- _Excerpts of bounding box data_
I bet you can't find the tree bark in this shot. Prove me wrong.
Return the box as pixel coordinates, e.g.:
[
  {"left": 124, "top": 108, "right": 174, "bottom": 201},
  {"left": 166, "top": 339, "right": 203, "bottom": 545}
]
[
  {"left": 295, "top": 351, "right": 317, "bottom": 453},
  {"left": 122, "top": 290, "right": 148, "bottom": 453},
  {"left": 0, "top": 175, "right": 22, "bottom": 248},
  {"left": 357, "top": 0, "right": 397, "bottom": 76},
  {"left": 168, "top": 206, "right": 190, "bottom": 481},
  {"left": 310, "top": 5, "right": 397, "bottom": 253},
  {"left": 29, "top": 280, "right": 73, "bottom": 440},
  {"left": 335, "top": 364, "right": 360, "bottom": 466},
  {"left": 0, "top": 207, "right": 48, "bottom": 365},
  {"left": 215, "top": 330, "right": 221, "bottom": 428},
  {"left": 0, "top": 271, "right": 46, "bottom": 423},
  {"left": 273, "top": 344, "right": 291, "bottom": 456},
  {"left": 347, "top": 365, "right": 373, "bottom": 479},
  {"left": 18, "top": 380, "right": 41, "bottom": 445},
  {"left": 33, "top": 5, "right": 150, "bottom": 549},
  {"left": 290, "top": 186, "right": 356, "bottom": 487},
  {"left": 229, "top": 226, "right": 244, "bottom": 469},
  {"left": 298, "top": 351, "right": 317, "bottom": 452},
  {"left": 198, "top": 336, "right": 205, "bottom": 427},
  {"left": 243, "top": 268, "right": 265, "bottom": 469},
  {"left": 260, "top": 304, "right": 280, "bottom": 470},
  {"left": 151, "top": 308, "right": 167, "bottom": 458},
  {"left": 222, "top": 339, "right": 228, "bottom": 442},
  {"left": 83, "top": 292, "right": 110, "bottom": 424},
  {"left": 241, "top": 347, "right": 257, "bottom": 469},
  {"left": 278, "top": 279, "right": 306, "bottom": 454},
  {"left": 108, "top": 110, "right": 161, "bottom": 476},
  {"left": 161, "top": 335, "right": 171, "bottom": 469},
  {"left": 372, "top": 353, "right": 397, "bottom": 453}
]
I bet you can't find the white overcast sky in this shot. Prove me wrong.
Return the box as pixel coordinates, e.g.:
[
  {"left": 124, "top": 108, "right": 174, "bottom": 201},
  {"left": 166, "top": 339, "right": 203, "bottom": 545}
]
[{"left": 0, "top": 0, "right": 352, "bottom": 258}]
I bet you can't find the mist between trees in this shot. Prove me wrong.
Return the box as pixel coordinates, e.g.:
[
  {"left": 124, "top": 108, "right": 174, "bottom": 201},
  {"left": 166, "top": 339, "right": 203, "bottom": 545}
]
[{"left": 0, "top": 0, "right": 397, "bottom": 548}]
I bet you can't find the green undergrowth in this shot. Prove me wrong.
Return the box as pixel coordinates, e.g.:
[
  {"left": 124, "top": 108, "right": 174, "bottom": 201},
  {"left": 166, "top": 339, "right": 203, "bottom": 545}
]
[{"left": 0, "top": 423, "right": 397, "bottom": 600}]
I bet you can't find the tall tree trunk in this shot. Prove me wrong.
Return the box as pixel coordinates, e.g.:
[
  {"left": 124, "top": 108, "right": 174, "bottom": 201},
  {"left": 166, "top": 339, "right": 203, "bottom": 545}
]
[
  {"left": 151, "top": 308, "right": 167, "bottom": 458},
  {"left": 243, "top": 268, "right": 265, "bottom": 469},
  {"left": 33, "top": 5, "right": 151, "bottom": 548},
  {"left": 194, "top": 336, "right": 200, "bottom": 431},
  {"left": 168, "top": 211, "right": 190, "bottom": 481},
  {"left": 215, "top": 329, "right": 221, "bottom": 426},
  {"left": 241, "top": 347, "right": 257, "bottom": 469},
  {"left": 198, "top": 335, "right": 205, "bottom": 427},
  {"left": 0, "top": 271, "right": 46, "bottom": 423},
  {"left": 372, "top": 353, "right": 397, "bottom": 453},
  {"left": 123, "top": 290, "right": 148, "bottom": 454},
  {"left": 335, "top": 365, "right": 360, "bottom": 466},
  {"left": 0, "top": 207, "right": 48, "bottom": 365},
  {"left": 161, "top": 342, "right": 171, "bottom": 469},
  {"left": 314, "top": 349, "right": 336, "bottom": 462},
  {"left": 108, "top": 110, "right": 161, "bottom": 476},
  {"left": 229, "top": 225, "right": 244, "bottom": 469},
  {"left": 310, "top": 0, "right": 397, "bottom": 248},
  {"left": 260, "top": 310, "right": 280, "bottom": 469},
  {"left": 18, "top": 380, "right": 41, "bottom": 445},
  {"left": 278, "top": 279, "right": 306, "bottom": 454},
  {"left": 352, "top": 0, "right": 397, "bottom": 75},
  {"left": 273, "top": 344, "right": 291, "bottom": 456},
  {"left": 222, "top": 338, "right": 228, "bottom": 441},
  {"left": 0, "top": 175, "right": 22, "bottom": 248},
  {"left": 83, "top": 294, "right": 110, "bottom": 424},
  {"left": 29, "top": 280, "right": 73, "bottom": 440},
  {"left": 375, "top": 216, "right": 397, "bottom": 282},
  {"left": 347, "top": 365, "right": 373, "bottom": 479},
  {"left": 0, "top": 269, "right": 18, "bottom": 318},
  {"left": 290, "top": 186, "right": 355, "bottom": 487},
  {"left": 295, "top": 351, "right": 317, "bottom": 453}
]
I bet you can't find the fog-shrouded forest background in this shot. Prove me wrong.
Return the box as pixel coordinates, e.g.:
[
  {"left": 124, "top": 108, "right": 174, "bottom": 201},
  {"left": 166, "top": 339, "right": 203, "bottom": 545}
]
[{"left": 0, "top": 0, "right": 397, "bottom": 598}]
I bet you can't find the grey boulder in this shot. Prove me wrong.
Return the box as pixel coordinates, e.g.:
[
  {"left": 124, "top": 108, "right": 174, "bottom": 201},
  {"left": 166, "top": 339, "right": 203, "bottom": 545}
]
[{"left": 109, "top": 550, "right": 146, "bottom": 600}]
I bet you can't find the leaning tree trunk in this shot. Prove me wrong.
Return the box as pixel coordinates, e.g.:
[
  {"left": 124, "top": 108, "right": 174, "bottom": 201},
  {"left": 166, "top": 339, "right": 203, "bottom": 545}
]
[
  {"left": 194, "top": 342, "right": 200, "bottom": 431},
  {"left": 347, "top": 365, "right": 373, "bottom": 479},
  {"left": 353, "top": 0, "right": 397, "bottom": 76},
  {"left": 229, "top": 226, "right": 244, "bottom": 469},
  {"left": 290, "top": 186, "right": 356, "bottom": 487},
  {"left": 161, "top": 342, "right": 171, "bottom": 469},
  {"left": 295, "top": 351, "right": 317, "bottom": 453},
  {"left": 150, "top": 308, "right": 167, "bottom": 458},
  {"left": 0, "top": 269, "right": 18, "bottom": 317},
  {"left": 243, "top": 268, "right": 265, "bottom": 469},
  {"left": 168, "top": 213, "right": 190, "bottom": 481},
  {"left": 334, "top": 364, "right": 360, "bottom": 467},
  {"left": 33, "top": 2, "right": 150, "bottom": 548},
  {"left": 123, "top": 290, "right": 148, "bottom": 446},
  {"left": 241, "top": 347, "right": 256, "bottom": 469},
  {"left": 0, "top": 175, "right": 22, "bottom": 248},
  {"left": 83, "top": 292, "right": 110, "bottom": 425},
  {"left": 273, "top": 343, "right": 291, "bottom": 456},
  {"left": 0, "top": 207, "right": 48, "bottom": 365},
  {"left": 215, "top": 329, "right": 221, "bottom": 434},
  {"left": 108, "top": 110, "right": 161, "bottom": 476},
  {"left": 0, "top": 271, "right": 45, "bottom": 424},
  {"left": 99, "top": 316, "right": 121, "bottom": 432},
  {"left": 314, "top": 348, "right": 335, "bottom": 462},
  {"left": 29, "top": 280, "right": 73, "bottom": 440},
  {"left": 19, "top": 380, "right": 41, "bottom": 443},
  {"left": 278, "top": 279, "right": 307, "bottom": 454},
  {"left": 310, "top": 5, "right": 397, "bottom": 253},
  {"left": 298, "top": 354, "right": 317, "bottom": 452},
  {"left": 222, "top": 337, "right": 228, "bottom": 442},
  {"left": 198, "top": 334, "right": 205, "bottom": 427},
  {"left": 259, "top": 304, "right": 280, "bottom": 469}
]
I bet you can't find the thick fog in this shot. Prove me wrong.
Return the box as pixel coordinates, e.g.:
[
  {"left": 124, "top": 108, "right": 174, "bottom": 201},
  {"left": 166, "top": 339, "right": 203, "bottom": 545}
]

- _To do_
Copy out, word for word, every line from the one containing "I bet you can't find the thick" through the end of the records.

- _Task answer_
I bet you can't find the thick fog in this shot. Prove me wrong.
Return the box as pixel coordinates, e.g.:
[
  {"left": 124, "top": 108, "right": 174, "bottom": 201},
  {"left": 166, "top": 339, "right": 203, "bottom": 545}
]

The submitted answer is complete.